→ Brano da leggere
=======

Domanda: Le forze armate della Federazione Russa controllano attualmente un territorio inferiore rispetto a quello del 2022, dopo le prime settimane della cosiddetta operazione militare speciale.  Se state effettivamente ottenendo la vittoria, perché non riuscite a sferrare il colpo decisivo?  Potreste inoltre fornire una spiegazione per la mancata divulgazione di informazioni ufficiali riguardanti le vostre perdite?

L’Operazione Militare Speciale (OMS) non si configura come un conflitto territoriale, bensì come un intervento volto alla salvaguardia della vita di milioni di individui che risiedono da secoli in queste regioni e che la giunta di Kiev intende sterminare – giuridicamente, attraverso la negazione della loro storia, lingua e cultura, e fisicamente, con il supporto delle armi occidentali. Un ulteriore obiettivo primario dell’Operazione Militare Speciale è quello di garantire in modo inequivocabile la sicurezza della Federazione Russa, contrastando i piani della NATO e dell’Unione Europea volti alla creazione, ai nostri confini occidentali, di uno Stato fantoccio ostile, strutturato nella legislazione e nella pratica sull’ideologia nazista. Non si tratta della prima occasione in cui interveniamo per fermare aggressori fascisti e nazisti: ciò è avvenuto durante la Seconda Guerra Mondiale e ciò accadrà anche in questa circostanza.

A differenza degli attori occidentali, che hanno devastato interi quartieri urbani, noi proteggiamo le persone, sia civili che militari. Le nostre Forze Armate operano con il massimo senso di responsabilità, eseguendo attacchi di precisione esclusivamente contro obiettivi militari e relative infrastrutture di trasporto ed energetiche.

=======

→ Voci fornite
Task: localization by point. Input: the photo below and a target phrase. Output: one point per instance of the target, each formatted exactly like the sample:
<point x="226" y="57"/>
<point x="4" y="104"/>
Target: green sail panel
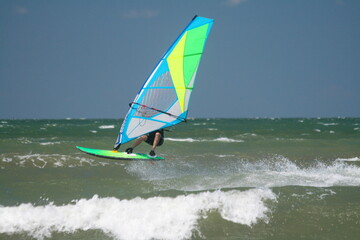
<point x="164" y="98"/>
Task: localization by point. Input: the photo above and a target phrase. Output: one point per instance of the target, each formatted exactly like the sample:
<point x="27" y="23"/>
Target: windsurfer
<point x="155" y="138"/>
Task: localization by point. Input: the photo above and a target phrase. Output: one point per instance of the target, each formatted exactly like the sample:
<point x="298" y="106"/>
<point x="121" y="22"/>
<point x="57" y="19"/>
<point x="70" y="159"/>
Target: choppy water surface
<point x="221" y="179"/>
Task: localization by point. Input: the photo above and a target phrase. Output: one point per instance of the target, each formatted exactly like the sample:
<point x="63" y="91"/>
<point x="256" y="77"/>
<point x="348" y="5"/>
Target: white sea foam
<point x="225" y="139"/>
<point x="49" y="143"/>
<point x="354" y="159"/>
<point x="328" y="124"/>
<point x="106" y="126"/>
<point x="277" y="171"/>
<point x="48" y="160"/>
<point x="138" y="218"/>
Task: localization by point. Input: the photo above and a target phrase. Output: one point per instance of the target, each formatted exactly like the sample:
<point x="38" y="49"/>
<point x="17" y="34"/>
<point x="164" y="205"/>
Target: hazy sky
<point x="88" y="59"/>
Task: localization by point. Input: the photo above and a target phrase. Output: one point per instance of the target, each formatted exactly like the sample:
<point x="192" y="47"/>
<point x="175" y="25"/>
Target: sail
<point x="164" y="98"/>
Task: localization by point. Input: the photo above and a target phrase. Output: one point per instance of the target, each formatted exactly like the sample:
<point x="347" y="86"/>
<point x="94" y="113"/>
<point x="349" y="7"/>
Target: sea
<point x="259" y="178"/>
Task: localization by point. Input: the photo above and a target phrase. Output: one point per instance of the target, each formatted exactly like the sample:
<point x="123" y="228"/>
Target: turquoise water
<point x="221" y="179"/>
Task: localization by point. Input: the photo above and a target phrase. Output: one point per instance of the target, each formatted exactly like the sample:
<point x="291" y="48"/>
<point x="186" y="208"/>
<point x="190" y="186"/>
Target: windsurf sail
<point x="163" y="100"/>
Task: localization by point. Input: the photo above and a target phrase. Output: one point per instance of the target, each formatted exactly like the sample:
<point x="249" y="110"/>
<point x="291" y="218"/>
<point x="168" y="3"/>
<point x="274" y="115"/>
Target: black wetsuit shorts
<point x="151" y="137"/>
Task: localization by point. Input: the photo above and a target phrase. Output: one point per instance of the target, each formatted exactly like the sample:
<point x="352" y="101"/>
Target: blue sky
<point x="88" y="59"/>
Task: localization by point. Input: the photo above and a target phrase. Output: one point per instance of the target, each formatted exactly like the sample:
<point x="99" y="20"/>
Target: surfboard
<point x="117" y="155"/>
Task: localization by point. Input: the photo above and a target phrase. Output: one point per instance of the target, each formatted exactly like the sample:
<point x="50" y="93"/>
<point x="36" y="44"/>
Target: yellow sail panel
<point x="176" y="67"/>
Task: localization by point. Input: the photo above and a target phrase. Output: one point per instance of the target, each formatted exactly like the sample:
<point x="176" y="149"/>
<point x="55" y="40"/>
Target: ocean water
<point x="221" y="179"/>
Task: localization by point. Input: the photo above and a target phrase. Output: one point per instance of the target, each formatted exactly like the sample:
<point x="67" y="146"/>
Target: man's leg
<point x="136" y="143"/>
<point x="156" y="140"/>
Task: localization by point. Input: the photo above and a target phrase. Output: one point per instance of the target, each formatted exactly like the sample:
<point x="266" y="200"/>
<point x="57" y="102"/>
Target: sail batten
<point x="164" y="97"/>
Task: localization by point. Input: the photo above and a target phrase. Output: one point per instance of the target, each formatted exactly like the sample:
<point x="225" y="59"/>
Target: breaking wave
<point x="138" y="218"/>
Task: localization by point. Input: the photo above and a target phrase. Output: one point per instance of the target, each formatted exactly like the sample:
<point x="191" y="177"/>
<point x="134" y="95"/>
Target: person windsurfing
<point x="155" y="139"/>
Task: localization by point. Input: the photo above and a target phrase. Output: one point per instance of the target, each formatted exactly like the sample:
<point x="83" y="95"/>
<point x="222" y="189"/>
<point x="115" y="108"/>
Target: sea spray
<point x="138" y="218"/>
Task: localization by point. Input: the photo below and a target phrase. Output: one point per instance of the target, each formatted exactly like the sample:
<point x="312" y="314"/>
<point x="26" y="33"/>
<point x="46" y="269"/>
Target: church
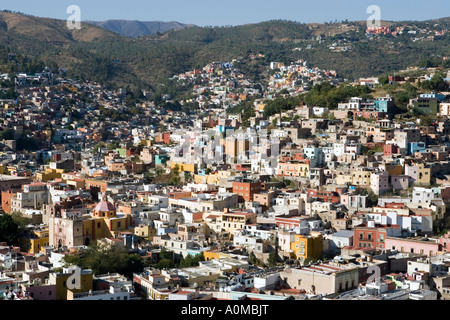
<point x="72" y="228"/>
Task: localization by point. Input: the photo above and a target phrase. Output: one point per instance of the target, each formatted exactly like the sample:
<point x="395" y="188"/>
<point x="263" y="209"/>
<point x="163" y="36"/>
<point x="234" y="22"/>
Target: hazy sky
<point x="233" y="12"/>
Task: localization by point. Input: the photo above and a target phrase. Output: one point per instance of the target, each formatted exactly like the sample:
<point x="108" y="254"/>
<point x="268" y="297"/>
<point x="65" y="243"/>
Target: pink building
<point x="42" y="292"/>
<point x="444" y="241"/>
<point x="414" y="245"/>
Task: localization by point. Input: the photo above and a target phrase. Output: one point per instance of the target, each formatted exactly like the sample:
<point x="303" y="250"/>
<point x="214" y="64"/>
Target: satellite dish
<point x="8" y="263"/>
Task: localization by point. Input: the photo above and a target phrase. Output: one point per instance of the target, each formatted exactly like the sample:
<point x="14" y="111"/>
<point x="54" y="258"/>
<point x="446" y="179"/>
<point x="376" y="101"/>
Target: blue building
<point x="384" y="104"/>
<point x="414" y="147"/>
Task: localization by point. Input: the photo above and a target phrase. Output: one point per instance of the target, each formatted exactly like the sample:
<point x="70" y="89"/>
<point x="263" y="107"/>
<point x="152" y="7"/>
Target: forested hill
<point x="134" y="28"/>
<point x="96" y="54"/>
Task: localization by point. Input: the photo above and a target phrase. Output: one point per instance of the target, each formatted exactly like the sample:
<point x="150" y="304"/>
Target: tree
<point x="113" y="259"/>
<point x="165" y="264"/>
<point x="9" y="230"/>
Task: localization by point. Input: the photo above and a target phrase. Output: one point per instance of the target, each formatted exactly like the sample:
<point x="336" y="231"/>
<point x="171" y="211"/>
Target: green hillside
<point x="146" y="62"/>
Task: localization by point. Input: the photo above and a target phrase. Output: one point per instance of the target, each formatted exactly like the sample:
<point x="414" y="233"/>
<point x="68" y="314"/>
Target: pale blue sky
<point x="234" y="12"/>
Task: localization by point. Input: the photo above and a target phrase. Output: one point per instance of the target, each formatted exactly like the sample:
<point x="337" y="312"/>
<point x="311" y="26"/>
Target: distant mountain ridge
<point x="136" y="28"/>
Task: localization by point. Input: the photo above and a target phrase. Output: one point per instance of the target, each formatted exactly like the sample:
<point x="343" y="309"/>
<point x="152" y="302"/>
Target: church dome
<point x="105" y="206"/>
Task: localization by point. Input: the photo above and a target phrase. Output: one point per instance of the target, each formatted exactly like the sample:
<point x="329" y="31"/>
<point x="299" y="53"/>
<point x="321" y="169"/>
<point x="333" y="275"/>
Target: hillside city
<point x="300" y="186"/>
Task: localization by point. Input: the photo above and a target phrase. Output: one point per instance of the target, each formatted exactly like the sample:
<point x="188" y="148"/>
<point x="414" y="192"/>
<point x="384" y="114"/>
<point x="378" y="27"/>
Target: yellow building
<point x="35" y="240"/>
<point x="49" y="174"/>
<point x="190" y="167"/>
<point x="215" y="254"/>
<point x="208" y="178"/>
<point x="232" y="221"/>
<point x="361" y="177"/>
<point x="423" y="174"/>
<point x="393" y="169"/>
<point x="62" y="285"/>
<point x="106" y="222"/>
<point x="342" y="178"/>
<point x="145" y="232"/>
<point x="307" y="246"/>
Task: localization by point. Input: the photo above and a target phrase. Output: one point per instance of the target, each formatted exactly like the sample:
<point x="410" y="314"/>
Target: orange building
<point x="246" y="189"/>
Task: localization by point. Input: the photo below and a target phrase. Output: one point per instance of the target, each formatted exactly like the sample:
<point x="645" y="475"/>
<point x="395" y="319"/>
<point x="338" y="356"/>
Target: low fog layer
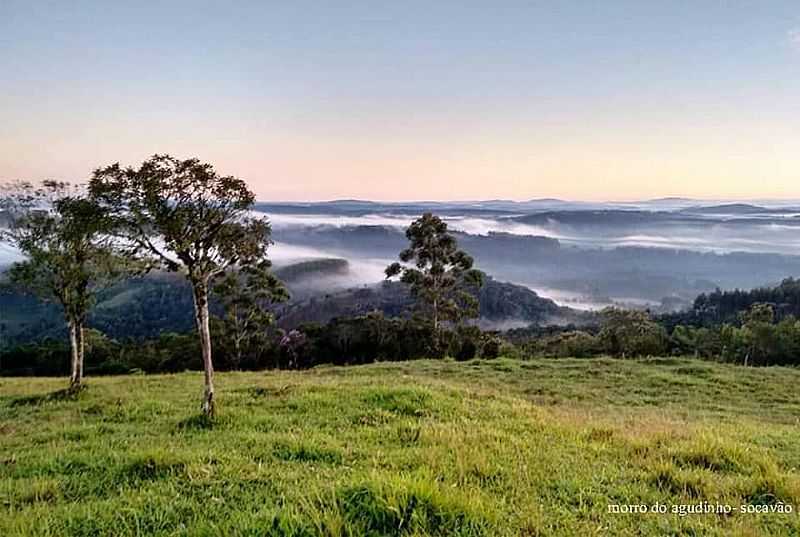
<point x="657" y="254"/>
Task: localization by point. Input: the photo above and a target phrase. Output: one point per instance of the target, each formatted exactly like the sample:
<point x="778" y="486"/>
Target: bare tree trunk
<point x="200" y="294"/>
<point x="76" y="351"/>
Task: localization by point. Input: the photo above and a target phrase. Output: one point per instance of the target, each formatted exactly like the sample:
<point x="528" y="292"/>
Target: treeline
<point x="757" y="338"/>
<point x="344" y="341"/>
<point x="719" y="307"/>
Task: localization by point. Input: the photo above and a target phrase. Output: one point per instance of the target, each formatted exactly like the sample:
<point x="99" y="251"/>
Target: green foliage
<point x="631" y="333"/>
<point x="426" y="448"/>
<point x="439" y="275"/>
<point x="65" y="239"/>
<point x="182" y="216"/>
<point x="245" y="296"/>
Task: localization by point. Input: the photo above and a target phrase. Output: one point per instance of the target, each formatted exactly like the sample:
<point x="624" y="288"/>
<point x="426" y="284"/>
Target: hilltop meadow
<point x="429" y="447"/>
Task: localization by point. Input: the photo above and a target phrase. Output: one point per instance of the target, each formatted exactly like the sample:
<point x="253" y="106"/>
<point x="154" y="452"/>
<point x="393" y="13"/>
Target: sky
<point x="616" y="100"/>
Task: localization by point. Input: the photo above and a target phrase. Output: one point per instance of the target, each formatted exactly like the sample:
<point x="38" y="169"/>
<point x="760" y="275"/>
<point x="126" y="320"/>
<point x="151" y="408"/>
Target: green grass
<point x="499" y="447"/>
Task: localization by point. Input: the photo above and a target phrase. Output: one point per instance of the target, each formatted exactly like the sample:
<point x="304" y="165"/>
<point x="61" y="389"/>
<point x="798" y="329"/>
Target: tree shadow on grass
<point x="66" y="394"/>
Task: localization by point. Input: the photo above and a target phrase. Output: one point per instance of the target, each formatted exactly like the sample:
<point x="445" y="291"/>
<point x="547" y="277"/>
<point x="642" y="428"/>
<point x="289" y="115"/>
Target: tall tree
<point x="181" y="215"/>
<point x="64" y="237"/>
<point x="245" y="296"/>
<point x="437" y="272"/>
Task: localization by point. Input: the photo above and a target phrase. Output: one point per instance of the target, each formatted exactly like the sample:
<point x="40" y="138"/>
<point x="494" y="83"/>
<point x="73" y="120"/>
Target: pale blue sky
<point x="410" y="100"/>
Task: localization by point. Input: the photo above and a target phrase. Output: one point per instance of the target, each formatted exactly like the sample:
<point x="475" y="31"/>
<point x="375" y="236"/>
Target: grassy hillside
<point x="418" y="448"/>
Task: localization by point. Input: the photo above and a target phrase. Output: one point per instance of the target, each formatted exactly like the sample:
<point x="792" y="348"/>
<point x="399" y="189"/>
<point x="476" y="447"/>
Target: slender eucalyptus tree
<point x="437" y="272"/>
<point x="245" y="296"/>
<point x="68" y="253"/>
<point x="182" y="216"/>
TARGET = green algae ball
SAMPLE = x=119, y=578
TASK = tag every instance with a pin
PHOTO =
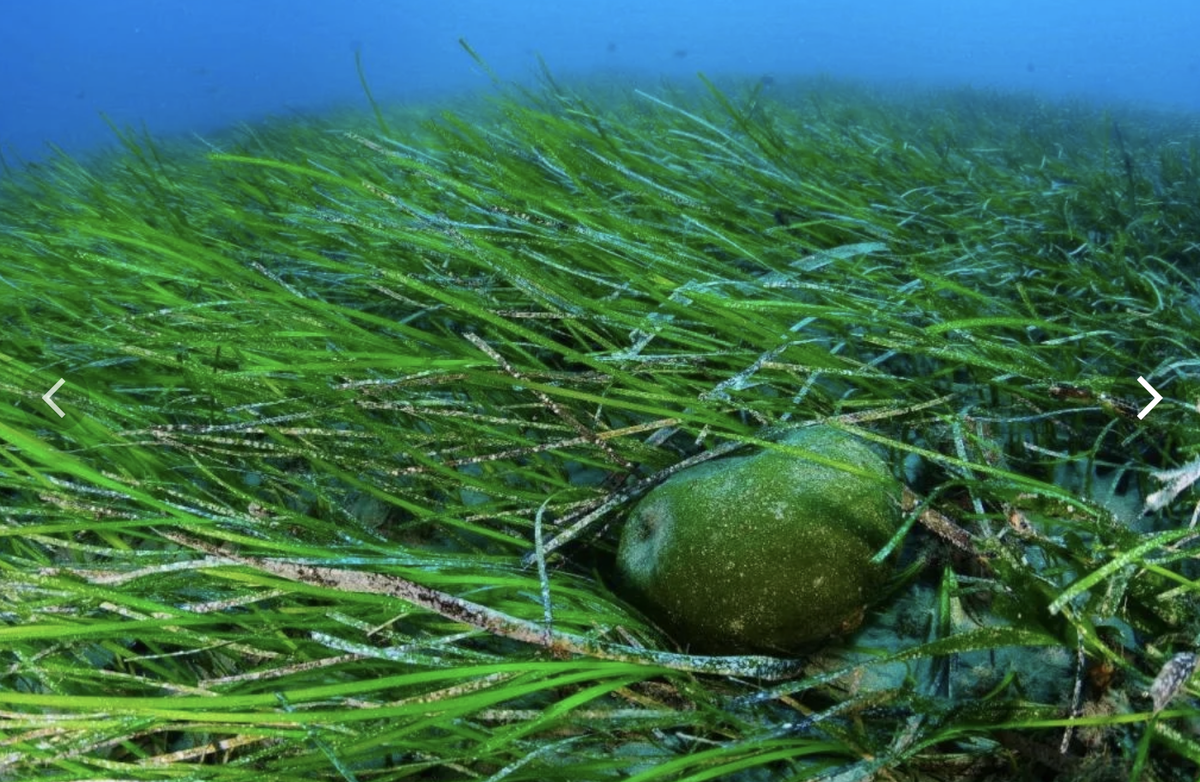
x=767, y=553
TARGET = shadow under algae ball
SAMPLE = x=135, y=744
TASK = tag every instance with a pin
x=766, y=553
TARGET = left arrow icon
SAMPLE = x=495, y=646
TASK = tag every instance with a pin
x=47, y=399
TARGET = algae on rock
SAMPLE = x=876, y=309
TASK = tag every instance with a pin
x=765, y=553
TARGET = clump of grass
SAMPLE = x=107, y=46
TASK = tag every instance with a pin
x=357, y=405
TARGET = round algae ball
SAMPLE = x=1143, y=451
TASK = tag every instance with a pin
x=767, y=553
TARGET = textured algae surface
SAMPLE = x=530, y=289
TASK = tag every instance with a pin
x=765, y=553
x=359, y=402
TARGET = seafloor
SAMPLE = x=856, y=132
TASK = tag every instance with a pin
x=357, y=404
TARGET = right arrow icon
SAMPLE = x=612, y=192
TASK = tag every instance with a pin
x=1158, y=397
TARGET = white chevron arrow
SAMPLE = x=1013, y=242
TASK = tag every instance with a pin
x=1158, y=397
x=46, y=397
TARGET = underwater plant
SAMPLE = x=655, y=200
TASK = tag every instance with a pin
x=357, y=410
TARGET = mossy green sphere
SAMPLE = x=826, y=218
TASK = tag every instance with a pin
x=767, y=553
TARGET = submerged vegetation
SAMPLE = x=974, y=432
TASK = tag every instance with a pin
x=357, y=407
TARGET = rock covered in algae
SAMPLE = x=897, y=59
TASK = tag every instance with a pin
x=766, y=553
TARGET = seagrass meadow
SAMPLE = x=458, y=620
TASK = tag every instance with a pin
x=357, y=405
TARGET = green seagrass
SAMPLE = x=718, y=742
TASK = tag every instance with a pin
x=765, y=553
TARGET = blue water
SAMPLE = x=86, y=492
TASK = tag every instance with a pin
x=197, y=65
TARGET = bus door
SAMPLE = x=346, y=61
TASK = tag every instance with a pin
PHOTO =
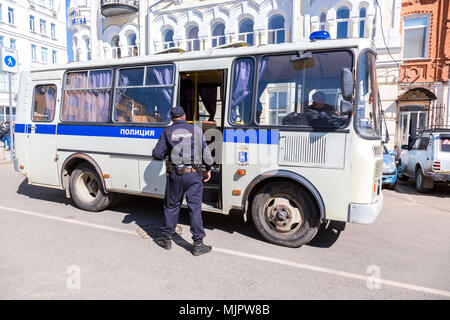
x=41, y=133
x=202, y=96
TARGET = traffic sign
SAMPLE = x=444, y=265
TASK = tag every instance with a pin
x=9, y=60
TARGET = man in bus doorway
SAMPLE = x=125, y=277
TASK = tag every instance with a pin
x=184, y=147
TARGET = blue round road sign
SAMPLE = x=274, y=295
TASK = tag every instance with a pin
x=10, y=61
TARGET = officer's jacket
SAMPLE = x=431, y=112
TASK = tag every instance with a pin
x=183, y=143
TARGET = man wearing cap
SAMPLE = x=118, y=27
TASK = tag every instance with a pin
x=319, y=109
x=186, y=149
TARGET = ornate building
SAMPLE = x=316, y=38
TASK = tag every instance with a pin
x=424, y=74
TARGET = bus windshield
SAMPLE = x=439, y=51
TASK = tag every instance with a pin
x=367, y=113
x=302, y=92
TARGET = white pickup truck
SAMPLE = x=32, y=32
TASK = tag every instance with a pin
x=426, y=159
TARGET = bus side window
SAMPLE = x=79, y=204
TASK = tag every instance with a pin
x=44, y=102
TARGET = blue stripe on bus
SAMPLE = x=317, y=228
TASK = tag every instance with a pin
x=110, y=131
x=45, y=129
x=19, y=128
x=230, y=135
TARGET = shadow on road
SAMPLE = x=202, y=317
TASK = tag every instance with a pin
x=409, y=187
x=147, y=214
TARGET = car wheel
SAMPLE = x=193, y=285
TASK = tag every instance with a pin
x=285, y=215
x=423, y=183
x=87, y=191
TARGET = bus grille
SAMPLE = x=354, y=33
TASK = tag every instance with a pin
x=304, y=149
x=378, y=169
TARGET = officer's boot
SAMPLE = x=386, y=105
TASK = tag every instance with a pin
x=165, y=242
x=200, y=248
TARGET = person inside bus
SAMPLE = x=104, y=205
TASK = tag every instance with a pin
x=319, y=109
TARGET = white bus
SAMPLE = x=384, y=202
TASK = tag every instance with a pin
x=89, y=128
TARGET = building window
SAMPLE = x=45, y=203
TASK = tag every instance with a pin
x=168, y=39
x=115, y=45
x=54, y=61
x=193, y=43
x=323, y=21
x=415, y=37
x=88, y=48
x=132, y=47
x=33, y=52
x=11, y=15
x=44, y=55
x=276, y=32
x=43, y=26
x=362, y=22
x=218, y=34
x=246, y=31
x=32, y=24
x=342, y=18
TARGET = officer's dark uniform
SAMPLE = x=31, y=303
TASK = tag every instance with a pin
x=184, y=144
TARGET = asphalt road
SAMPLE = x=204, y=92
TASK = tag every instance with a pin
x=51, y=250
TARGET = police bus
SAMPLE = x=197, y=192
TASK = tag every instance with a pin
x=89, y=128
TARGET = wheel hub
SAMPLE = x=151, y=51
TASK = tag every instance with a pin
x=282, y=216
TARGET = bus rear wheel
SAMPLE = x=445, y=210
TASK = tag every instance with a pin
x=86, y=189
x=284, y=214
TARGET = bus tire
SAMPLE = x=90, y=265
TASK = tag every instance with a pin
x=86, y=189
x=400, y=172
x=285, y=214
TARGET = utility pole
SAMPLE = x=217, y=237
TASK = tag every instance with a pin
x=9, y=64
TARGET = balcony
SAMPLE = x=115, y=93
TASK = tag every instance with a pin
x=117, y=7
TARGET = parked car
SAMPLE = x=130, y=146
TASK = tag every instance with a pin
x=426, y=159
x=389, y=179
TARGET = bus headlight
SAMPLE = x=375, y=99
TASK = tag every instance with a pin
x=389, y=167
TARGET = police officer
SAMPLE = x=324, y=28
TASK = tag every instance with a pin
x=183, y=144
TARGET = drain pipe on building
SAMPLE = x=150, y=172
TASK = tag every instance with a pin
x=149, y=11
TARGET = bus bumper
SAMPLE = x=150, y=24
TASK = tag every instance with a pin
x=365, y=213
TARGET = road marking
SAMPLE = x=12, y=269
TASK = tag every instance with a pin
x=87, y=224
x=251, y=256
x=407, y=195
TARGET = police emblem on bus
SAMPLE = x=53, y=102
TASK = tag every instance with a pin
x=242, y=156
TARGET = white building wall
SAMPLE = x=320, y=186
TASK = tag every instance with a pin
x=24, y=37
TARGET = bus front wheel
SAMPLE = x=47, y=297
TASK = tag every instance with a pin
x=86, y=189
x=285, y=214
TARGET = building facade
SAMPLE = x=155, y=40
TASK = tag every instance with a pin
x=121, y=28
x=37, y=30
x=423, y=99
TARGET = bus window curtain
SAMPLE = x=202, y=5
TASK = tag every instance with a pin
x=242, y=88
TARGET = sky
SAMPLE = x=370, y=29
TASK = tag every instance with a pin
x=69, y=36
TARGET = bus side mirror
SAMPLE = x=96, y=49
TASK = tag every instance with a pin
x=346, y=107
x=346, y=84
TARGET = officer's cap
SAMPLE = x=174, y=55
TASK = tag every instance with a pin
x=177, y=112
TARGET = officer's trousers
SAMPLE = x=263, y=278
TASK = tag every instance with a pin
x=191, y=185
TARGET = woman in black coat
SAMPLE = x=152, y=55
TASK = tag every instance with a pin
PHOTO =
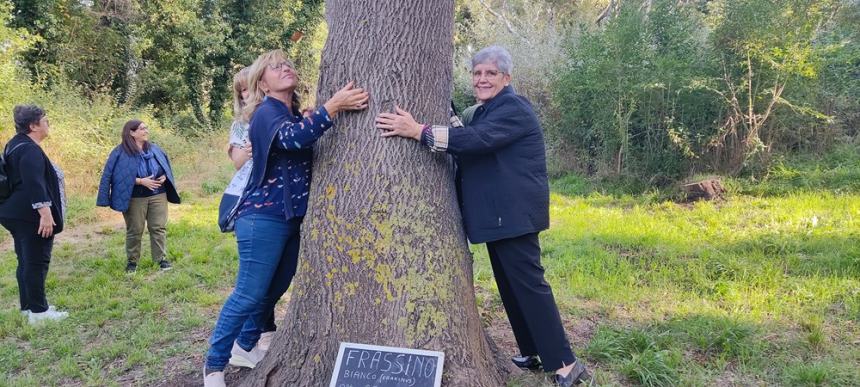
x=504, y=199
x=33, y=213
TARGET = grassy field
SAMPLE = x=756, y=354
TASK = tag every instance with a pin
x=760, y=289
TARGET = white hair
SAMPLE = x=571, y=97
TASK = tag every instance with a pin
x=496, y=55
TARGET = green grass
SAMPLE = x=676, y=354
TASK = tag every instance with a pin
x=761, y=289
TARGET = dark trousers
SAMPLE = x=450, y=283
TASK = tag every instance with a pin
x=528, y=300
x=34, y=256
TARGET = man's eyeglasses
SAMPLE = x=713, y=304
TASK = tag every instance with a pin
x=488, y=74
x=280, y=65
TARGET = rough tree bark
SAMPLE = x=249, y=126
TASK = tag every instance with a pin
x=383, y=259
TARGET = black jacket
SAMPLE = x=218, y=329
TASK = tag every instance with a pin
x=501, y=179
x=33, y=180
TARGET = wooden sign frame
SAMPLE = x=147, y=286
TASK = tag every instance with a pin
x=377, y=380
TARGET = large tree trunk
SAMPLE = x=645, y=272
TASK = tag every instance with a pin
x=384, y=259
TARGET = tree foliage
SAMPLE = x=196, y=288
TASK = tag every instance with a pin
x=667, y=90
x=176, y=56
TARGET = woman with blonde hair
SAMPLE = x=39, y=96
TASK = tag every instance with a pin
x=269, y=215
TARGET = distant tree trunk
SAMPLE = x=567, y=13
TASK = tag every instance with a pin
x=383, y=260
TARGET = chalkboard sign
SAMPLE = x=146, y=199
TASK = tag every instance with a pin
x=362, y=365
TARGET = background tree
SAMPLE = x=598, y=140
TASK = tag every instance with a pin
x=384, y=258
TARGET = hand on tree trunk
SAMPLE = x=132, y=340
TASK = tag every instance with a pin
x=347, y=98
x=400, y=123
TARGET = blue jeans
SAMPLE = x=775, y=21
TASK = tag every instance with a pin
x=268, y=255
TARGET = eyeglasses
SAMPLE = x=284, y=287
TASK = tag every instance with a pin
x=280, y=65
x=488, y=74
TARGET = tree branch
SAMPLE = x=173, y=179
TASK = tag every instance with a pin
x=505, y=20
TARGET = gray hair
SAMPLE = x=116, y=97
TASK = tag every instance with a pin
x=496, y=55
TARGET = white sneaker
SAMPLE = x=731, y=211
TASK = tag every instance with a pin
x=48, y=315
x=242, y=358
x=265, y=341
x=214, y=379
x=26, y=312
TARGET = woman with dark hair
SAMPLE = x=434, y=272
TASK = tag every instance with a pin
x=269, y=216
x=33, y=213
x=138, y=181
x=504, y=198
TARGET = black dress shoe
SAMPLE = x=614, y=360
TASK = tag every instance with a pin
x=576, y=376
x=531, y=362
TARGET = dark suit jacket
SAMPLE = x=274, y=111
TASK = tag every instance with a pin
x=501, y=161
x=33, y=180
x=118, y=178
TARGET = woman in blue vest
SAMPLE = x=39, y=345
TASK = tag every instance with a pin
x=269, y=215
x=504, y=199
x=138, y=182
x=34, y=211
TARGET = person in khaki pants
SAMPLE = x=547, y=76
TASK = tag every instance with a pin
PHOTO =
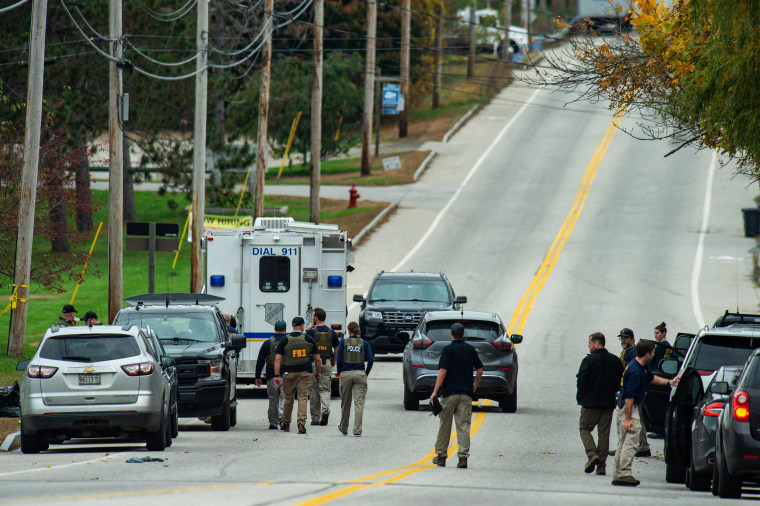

=======

→ Consegna 1
Il brano da leggere afferma che l'Operazione Militare Speciale non è un conflitto territoriale: come la presenta invece e che cosa intende evitare?
→ Consegna 2
Riporta il brano da leggere a partire dalle parole "A differenza degli" e fermati dopo "trasporto ed energetiche.".

→ Risposta corretta 1
Il brano la presenta come un intervento per salvaguardare la vita di milioni di persone che da secoli risiedono in quelle regioni. Secondo il testo, la giunta di Kiev intende sterminarle sia giuridicamente, negandone storia, lingua e cultura, sia fisicamente, con il supporto delle armi occidentali.

→ Risposta corretta 2
A differenza degli attori occidentali, che hanno devastato interi quartieri urbani, noi proteggiamo le persone, sia civili che militari. Le nostre Forze Armate operano con il massimo senso di responsabilità, eseguendo attacchi di precisione esclusivamente contro obiettivi militari e relative infrastrutture di trasporto ed energetiche.